Apatrullando el Índico

Imperativos de las artes gráficas obligan a escribir esta página un par de semanas antes de la fecha en que se publica. Lo aclaro porque es posible -poco probable, pero posible- que, cuando lean estas líneas, la fragata española destacada en el Índico haya destruido a cañonazos a toda una flotilla de piratas somalíes, o que nuestros comandos de la Armada, tras recibir vigorosa luz verde del implacable Ministerio de Defensa español, hayan liberado heroicamente a varios rehenes españoles o extranjeros, liándose a tiros, bang, bang, bang, y dándoles a los malandrines las suyas y las del pulpo sin pagar rescate ni pagar nada. Que no creo, la verdad. Aquí eso del bang bang se mira mucho, no vayamos a darle a alguien, que encima es negro y desnutrido, aunque lleve Kalashnikov, y a ver qué dicen luego la prensa, las oenegés y las estrellas del cine español. Pero nunca se sabe.

Hoy quiero hablar de una foto. En ella aparece la titular de Defensa, señora Chacón, con varios portavoces parlamentarios -el señor Anasagasti, la señora Rosa Díez y algún otro padre y madre de la patria- a los que invitó al océano Índico para retratarse a bordo de la fragata Numancia; que como saben forma parte del dispositivo internacional que allí protege, o lo intenta, el tráfico mercante. En la foto, los portavoces varones y hembras sonríen felices, cual si acabaran de cantarle a la marinería lo de «Soldados sin bandera/soldados del amor», satisfechos por llevar al cuerno de África un mensaje de compromiso y firmeza. Mucho ojito, piratas malvados, que con España no se juega. Aquí estamos todos, unidos como una piña colada, para dar aliento a nuestros tiradores de élite. Cuidadín. Etcétera. Estoy seguro de que, después de verlo en el telediario, las familias de los tripulantes de atuneros, petroleros, portacontenedores y otros barcos españoles duermen tranquilas. Relajadísimas. Nuestra Armada está ojo avizor, y nuestros políticos la apoyan. El protocolo operativo contempla el uso de la fuerza, siempre y cuando no peligre la vida de secuestrados ni de secuestradores. O algo así. A ver qué pirata le echa huevos y se atreve ahora.

^^^^^^^^^^^^^^^^

# ENUNCIADO ESCRITO 1
Reproduce literalmente el tramo del fragmento propuesto que se abre con las palabras "Imperativos de las" y se cierra con "nunca se sabe.".
# ENUNCIADO ESCRITO 2
Determina si cada una de estas afirmaciones concuerda con el fragmento propuesto, respondiendo sí o no y citando textualmente las palabras que lo deciden: (a) La página se escribe un par de semanas antes de su publicación. (b) La señora Chacón invitó a varios portavoces parlamentarios a retratarse a bordo de la fragata Numancia. (c) El protocolo operativo descarta cualquier uso de la fuerza.
Los datos no son necesarios para resolver este ejercicio.

^^^^^^^^^^^^^^^^

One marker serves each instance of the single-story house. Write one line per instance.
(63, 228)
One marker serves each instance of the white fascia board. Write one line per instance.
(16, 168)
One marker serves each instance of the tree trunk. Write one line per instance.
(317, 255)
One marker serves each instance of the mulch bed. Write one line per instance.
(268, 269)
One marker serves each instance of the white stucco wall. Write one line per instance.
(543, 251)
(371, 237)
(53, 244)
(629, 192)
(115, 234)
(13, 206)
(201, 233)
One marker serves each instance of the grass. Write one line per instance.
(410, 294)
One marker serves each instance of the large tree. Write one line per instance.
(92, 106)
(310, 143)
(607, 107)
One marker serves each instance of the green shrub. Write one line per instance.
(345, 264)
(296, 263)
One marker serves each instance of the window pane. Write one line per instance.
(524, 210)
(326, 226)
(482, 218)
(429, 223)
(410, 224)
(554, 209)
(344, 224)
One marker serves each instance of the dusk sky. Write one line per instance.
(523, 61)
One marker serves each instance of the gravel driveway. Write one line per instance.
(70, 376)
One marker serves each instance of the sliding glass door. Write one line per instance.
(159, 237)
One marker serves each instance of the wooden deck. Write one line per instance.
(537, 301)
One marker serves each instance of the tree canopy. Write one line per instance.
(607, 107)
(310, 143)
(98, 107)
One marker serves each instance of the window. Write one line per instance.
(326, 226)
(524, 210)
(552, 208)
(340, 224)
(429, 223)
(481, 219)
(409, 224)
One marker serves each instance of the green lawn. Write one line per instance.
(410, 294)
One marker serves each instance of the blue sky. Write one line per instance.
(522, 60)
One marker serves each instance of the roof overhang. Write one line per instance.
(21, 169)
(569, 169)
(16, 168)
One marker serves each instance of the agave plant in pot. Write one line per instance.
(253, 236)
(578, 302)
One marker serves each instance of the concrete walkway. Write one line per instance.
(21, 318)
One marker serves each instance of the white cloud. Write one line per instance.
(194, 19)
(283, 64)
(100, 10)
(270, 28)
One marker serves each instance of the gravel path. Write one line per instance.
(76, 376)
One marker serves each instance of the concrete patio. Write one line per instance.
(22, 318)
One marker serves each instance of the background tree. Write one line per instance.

^^^^^^^^^^^^^^^^

# RESULTADO DEL EJERCICIO 1
Imperativos de las artes gráficas obligan a escribir esta página un par de semanas antes de la fecha en que se publica. Lo aclaro porque es posible -poco probable, pero posible- que, cuando lean estas líneas, la fragata española destacada en el Índico haya destruido a cañonazos a toda una flotilla de piratas somalíes, o que nuestros comandos de la Armada, tras recibir vigorosa luz verde del implacable Ministerio de Defensa español, hayan liberado heroicamente a varios rehenes españoles o extranjeros, liándose a tiros, bang, bang, bang, y dándoles a los malandrines las suyas y las del pulpo sin pagar rescate ni pagar nada. Que no creo, la verdad. Aquí eso del bang bang se mira mucho, no vayamos a darle a alguien, que encima es negro y desnutrido, aunque lleve Kalashnikov, y a ver qué dicen luego la prensa, las oenegés y las estrellas del cine español. Pero nunca se sabe.

# RESULTADO DEL EJERCICIO 2
(a) Sí: "Imperativos de las artes gráficas obligan a escribir esta página un par de semanas antes de la fecha en que se publica."
(b) Sí: "con varios portavoces parlamentarios -el señor Anasagasti, la señora Rosa Díez y algún otro padre y madre de la patria- a los que invitó al océano Índico para retratarse a bordo de la fragata Numancia"
(c) No: "El protocolo operativo contempla el uso de la fuerza, siempre y cuando no peligre la vida de secuestrados ni de secuestradores."